Bounding box annotation records:
- - -

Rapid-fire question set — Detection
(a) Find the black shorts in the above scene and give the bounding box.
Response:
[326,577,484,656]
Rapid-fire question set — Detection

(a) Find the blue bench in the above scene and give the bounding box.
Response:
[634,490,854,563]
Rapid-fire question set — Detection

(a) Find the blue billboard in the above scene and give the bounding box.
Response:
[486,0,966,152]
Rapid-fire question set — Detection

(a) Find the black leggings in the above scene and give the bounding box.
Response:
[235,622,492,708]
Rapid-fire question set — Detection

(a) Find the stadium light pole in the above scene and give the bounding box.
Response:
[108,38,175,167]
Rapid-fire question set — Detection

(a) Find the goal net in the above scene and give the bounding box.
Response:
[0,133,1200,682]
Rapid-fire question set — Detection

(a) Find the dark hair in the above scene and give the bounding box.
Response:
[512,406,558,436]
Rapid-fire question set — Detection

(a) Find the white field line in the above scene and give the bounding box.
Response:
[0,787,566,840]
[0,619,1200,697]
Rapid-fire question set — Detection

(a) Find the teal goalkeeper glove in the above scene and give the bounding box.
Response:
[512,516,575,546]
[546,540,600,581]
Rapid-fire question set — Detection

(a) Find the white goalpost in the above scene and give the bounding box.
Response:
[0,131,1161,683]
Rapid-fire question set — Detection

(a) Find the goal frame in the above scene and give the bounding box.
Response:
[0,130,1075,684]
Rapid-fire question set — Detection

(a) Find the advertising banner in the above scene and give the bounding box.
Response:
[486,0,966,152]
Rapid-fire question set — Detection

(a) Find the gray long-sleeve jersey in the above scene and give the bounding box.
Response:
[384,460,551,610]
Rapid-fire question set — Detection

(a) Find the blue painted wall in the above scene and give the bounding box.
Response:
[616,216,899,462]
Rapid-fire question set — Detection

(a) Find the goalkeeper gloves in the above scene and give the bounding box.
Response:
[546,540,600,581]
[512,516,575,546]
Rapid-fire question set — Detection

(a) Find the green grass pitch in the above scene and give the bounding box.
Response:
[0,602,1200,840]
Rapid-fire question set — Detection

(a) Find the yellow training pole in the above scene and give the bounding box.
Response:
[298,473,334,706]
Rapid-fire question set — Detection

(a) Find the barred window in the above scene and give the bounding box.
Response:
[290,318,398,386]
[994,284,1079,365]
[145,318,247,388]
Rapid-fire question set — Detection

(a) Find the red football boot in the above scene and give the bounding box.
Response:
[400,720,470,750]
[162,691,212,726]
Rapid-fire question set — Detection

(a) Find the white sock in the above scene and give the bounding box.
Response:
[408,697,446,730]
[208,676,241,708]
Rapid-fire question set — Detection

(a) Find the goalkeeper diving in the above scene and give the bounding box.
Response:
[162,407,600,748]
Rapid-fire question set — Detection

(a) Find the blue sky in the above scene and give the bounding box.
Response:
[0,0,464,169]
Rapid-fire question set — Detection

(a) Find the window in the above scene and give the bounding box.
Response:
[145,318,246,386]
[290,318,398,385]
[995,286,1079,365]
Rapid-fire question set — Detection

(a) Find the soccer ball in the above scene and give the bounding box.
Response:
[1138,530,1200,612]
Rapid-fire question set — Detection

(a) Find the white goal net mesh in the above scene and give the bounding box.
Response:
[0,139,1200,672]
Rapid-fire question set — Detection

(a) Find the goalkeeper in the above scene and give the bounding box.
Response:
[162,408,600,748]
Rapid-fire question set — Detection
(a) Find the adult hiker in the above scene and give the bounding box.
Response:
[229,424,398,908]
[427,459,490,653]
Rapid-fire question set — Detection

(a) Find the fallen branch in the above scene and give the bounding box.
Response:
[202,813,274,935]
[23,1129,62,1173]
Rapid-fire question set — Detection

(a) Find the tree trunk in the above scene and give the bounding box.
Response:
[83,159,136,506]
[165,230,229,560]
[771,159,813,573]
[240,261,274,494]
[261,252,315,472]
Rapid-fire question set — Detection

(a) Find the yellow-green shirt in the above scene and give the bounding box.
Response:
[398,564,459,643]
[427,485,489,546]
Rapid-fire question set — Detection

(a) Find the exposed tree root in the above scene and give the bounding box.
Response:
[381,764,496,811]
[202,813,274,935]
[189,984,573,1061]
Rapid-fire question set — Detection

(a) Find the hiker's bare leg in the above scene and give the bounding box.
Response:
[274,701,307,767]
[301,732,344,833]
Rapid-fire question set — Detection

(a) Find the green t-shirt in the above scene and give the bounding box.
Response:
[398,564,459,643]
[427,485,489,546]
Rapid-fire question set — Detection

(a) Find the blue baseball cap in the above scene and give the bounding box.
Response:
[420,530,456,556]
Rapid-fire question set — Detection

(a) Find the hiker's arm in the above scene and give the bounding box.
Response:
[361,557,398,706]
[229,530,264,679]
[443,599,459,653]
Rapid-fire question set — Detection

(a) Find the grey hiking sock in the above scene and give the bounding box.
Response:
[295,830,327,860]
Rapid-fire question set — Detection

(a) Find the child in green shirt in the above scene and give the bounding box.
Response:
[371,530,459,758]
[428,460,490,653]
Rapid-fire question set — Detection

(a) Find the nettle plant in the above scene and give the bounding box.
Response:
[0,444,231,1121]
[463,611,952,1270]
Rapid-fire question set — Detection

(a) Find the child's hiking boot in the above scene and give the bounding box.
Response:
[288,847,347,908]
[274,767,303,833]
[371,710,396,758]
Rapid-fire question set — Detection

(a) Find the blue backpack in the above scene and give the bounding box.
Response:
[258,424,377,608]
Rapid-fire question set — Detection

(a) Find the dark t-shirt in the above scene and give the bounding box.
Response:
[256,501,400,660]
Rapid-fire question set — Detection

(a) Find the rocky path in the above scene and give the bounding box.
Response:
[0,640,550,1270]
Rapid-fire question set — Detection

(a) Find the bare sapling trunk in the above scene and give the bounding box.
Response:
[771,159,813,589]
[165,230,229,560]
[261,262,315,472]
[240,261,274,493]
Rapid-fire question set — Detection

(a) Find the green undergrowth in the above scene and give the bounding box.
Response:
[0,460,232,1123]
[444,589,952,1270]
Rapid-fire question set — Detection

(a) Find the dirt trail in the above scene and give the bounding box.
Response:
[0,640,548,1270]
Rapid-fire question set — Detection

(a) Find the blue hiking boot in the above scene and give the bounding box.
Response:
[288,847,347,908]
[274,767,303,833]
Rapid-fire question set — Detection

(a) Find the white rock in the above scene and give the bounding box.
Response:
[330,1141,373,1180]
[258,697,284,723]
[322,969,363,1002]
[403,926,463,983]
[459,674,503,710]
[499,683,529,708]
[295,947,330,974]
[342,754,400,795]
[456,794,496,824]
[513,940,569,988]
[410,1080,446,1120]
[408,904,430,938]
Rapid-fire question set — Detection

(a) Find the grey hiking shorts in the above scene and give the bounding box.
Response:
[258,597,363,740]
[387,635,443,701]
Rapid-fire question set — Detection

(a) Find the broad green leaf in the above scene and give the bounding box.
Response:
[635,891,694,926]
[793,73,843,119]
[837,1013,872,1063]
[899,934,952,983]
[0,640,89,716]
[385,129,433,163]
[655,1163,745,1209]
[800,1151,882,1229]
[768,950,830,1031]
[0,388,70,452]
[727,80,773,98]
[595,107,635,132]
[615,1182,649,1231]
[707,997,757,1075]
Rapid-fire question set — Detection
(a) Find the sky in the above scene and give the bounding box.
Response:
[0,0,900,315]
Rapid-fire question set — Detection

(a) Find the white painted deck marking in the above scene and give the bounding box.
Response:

- - -

Task instructions: Could you rewrite every record above so that "Rapid-fire question set" becomes "Speed round", with nothing else changed?

Exercise output:
Speed round — Detection
(a) Find the black shorts in the above scene and give the bounding box.
Response:
[326,577,484,656]
Speed round — Detection

(a) Find the blue bench in the above scene and give the bounding box.
Response:
[634,490,854,563]
Speed round — Detection

(a) Find the blue billboard in the above scene and give the bounding box.
Response:
[486,0,966,152]
Speed round — Detection

(a) Find the black leggings in the above scene and give the bounding box.
Response:
[235,622,492,708]
Speed round — Detection

(a) Find the stadium light pole in the above scene and give the bounding box.
Response:
[108,38,175,167]
Speed round — Detection

(a) Find the goal net in the above scene and give the bounding box.
Response:
[0,133,1200,682]
Speed round — Detection

(a) Find the dark hair in the above scene and give the bounding box.
Response:
[512,406,558,436]
Speed round — Detection

(a) Find the white field line in the above scene and give the bounding box.
Response:
[0,787,566,840]
[0,619,1200,697]
Speed round — Detection

(a) Find the teal goalkeeper glove in the above scene and give the bounding box.
Response:
[512,516,575,546]
[546,540,600,581]
Speed round — Detection

(a) Find the white goalpost in the above scene and give the bounding box.
Response:
[0,131,1161,683]
Speed round — Detection

(a) Find the goal frame in the above scene and give the bounding box.
Response:
[0,130,1075,684]
Speed round — Detection

(a) Find the advertising banner in the above scene and give the bounding box.
Response:
[486,0,966,152]
Speed round — Detection

(a) Find the gray long-sleeve jersey in the above scene and give the bounding box.
Response:
[384,460,551,610]
Speed round — Detection

(a) Find the blue painted wall in the above scene and give the bounding box.
Response:
[616,216,899,462]
Speed round — Detection

(a) Find the goalkeeper gloves in the above scene and give the bounding box.
Response:
[546,540,600,581]
[512,516,575,546]
Speed round — Detection

(a) Find the green grass pitch in the above scene and give the bounding box.
Response:
[0,602,1200,840]
Speed round — Detection

(a) Find the yellow training pole in the above scene and give the bounding box.
Response:
[298,473,334,706]
Speed round — Detection

(a) Find the barred window in the above scene and give the bounding box.
Response:
[290,318,398,386]
[994,284,1079,365]
[145,318,247,388]
Speed round — Detection

(a) Find the red football boot in the above scene and give the bounding box.
Response:
[400,720,470,750]
[162,691,212,726]
Speed round — Detection

(a) Find the white sock in the above scene and give the bounding box.
Response:
[408,697,446,730]
[208,676,241,708]
Speed round — Detection

(a) Find the goalkeeper diving in the above scene and give the bounding box.
Response:
[162,407,600,748]
Speed round — Detection

(a) Find the blue sky in the above scene and give the bounding box.
Response:
[0,0,464,169]
Speed round — Detection

(a) Find the window in the above scene and give the bounding box.
Response:
[145,318,246,386]
[290,318,398,385]
[995,286,1079,365]
Speed round — Detection

(a) Find the soccer ball in the above scene and give the bounding box.
Response:
[1138,530,1200,612]
Speed round — Detection

(a) Find the white goal net mesh in the above scene and give the bounding box.
Response:
[0,139,1200,672]
Speed round — Detection

(a) Find the goalkeeper in the above scene and give the bounding box.
Response:
[162,408,600,748]
Speed round — Detection
(a) Find the adult hiker in the above scene and give the bounding box.
Response:
[229,424,398,908]
[427,459,490,653]
Speed round — Detection

(a) Find the fallen branch in the above scene and give the bounding box.
Response:
[202,813,274,935]
[23,1129,62,1173]
Speed round — Detection

(a) Find the tree trunk in the above scene and give the bounding box.
Response:
[83,159,136,506]
[165,230,229,560]
[771,159,813,573]
[240,261,274,494]
[261,252,315,472]
Speed round — Detection

(a) Find the yellow-green shirt in the above scene and give the bounding box.
Response:
[398,564,459,643]
[427,485,489,546]
Speed round — Detection

(a) Find the exposed tree root in the above scene and give the bounding box.
Response:
[381,764,496,811]
[202,813,274,935]
[189,984,573,1061]
Speed round — Detection

(a) Find the hiker's bare leg in the above scene and give the bounding box.
Response:
[274,701,307,767]
[301,732,344,833]
Speed round — Detection

(a) Find the green t-shirt in the above scene and give the bounding box.
Response:
[398,564,459,643]
[427,485,489,546]
Speed round — Detection

(a) Find the blue baseball cap in the above scene and give the bounding box.
Response:
[420,530,456,556]
Speed round — Detection

(a) Find the hiker's arm in the above scene and give the bounding box.
Response:
[361,557,398,706]
[229,530,264,679]
[443,599,459,653]
Speed round — Detection

(a) Find the grey hiking sock in the above scene and give the bounding box.
Response:
[295,830,327,860]
Speed round — Detection

(a) Find the child in green shirt in the above scene and give the bounding box.
Response:
[371,530,459,758]
[428,460,490,653]
Speed round — Detection

(a) Find the nettle plant in the above scene and give the bounding box.
Response:
[0,444,231,1121]
[463,611,952,1270]
Speed round — Detection

(a) Find the child's hiking boot in the above scene and give the bounding box.
Response:
[288,847,347,908]
[274,767,303,833]
[371,710,396,758]
Speed round — Detection

(a) Find the blue backpack in the above scene and give the bounding box.
Response:
[258,424,377,608]
Speed round — Detection

(a) Find the dark t-shirt in the above scene and give the bounding box.
Response:
[256,501,400,660]
Speed round — Detection

(a) Find the rocky path in the above scene and give the bounding box.
Response:
[0,640,550,1270]
Speed round — Detection

(a) Find the bare sapling trunk in the above scene and give the bounding box.
Response:
[771,159,813,589]
[165,230,229,560]
[261,262,315,472]
[240,261,274,493]
Speed round — Detection

(a) Find the green undergrowth in the above scene and give the bounding box.
Response:
[0,460,232,1123]
[444,589,952,1270]
Speed round — Detection

(a) Find the dirt trail in the above scene and give the bounding box.
Response:
[0,640,548,1270]
Speed round — Detection

(a) Find the blue hiking boot in the above scene and give the bounding box.
Response:
[288,847,347,908]
[274,767,303,833]
Speed round — Detection

(a) Find the white rock in the above scene and give the bounding box.
Response:
[330,1141,373,1180]
[258,697,284,723]
[322,969,363,1002]
[403,926,463,983]
[459,674,503,710]
[499,683,529,708]
[295,947,330,974]
[342,754,400,795]
[456,794,496,824]
[513,940,569,988]
[410,1080,446,1120]
[408,904,430,938]
Speed round — Detection

(a) Find the grey hiking shorts in the above scene and give the bounding box.
Response:
[258,597,363,740]
[387,635,443,701]
Speed round — Detection

(a) Find the broad green leaf in the above scene and give the bounding box.
Response:
[635,891,694,926]
[793,73,843,119]
[837,1013,872,1063]
[899,934,952,983]
[0,640,89,716]
[385,129,433,163]
[655,1163,745,1209]
[800,1151,882,1229]
[768,950,830,1031]
[0,388,70,452]
[727,80,773,98]
[595,107,635,132]
[615,1182,649,1231]
[707,997,757,1075]
Speed round — Detection
(a) Find the sky in the above scene and give the bounding box.
Response:
[0,0,900,315]
Speed round — Detection

(a) Find the white painted deck marking in the above scene and give the bounding box.
Response:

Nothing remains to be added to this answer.